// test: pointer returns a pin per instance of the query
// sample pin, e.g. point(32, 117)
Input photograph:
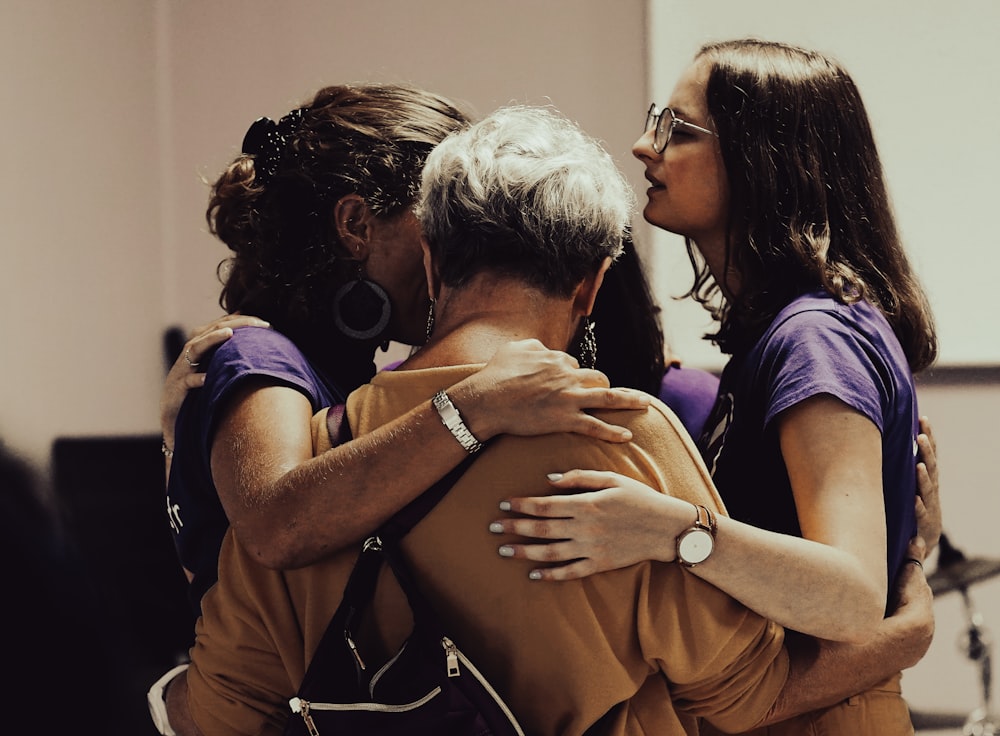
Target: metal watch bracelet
point(453, 421)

::::

Transcribe the material exactly, leaving every picture out.

// test: pointer returns a pin per instance of the query
// sample pin, e.g. point(32, 117)
Input photograph:
Target: metal watch bracelet
point(453, 421)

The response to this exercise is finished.